Outline records
--------------------

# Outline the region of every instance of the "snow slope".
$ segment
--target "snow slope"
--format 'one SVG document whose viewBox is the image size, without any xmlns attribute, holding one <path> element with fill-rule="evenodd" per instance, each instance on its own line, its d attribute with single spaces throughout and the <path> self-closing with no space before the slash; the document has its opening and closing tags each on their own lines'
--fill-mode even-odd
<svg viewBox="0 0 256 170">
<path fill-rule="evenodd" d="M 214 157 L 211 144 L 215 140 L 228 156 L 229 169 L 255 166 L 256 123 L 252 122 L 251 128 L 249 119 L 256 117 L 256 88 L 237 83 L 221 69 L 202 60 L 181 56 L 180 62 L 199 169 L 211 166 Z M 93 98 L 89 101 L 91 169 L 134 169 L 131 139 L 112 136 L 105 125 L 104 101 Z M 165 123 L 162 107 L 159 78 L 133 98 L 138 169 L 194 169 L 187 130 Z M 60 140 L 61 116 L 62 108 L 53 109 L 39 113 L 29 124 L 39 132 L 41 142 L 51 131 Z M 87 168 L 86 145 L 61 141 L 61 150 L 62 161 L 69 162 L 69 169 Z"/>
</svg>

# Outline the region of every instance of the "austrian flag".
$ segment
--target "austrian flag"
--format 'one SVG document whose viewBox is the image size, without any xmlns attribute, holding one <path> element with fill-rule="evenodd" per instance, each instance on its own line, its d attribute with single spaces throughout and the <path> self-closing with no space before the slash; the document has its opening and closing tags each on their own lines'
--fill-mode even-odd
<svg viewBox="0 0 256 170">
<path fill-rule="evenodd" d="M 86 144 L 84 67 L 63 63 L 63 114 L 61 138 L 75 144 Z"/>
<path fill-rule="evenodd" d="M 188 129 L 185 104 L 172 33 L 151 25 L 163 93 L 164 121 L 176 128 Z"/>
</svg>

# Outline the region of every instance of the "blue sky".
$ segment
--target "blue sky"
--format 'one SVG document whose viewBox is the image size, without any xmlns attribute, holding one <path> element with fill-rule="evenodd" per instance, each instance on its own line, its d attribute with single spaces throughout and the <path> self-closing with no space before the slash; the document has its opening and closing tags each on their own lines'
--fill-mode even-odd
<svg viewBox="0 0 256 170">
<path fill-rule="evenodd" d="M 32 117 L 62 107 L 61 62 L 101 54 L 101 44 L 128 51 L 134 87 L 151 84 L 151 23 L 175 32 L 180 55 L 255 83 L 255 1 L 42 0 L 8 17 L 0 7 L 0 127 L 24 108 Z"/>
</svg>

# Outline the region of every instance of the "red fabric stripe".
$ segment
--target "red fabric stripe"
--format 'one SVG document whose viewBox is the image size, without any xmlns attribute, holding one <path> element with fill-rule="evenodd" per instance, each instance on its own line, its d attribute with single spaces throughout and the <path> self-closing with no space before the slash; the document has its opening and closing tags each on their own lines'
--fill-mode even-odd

--------------------

Pull out each line of the data above that contains the word "blue", copying the lines unchanged.

◆ RESULT OF THIS EXERCISE ◆
# Outline the region of every instance of the "blue sky".
--target "blue sky"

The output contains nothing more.